What you hand back must match the records word for word, with no pictures.
==== Provided material
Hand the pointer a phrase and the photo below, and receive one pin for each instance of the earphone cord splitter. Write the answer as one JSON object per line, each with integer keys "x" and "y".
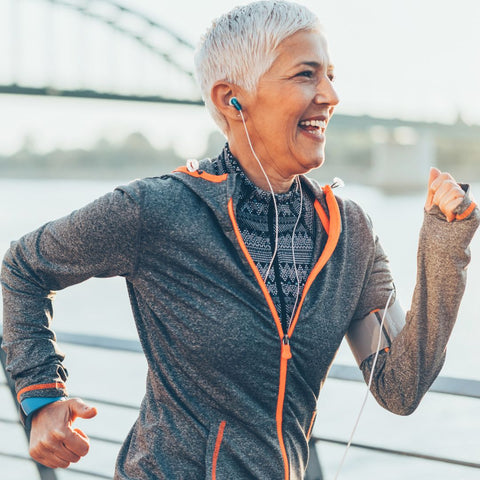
{"x": 276, "y": 220}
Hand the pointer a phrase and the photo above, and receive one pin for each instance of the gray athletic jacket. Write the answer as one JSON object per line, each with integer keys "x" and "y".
{"x": 229, "y": 394}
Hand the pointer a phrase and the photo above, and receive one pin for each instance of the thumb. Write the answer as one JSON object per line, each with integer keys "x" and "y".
{"x": 79, "y": 409}
{"x": 434, "y": 173}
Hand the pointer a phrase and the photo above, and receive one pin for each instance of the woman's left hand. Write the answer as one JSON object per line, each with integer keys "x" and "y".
{"x": 444, "y": 192}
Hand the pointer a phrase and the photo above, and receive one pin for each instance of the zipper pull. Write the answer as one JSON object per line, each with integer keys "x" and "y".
{"x": 286, "y": 352}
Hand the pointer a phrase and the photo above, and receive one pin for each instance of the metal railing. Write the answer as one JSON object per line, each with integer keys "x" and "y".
{"x": 443, "y": 385}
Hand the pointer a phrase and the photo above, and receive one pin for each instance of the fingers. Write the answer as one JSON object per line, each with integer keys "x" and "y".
{"x": 78, "y": 408}
{"x": 444, "y": 192}
{"x": 53, "y": 441}
{"x": 58, "y": 450}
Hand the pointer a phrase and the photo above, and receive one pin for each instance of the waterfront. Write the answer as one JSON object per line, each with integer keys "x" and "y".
{"x": 442, "y": 425}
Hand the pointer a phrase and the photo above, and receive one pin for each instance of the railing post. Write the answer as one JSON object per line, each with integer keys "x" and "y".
{"x": 44, "y": 472}
{"x": 314, "y": 470}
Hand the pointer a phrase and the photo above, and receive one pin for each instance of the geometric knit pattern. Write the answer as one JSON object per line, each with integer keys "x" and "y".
{"x": 256, "y": 220}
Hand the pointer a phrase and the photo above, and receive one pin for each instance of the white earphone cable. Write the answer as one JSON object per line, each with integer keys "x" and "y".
========
### Answer space
Hand the pointer a phrase and the photo below, and receive one pin for each instance of the earphone cord splitter. Write the answer as one JSON object per line, each with integer keys "x" and "y".
{"x": 276, "y": 220}
Hand the pointer a phrase and the photo above, and receive one pin for each instance of the gray athletic jacket. Write the answer as one JSON object per line, each with integer keys "x" and "y".
{"x": 229, "y": 394}
Hand the pointer a phrase and the photo above, and receive one pin for each instance of the thumb. Write the answer as one JSON object per line, each with integer keys "x" and "y".
{"x": 79, "y": 409}
{"x": 434, "y": 173}
Hand the pointer a phrase and the photo above, and receive one pin for each instance of the woman's left hand. Write the answer as one JSON object per line, each with integer keys "x" and "y".
{"x": 444, "y": 192}
Hand the pointer a phrase and the photo above, and receive one pin for each instance of the zipper pull. Write the answer as one JSON object per line, each with integer keys "x" and "y".
{"x": 286, "y": 352}
Hand the pointer a phrase and the photo above, and receive one pin for each instance of the metal railing. Write the answer as one JSON object per line, each with integer keys "x" and "y".
{"x": 443, "y": 385}
Hand the pointer a phrase and the photo above, and receive one pin for each instance of the fingers. Write the answer as one JSON object per line, each with integer keys "x" and "y".
{"x": 78, "y": 408}
{"x": 444, "y": 192}
{"x": 53, "y": 441}
{"x": 58, "y": 450}
Hand the pointer a phrase and the photo above, and receive one pin for each instance of the waterfront. Write the answer as one JSON object per line, each with integer keys "x" and "y".
{"x": 442, "y": 425}
Hand the pointer a phrase and the photo above, and receive one pin for each instance of the railing post. Write the answer as one JSON object per line, each with integer keys "x" and "y".
{"x": 44, "y": 472}
{"x": 314, "y": 470}
Hand the pointer a phrase and the photo above, and receive one pin for each instance of the geometric knit pattern. Write the answer as one JSON object per line, each with integer keys "x" and "y".
{"x": 256, "y": 220}
Hand the pointer a phrase and the photo above, and receive one pin for each instance of the white earphone cable. Write the answer as one JSON object per line, each with integer keys "x" and "y".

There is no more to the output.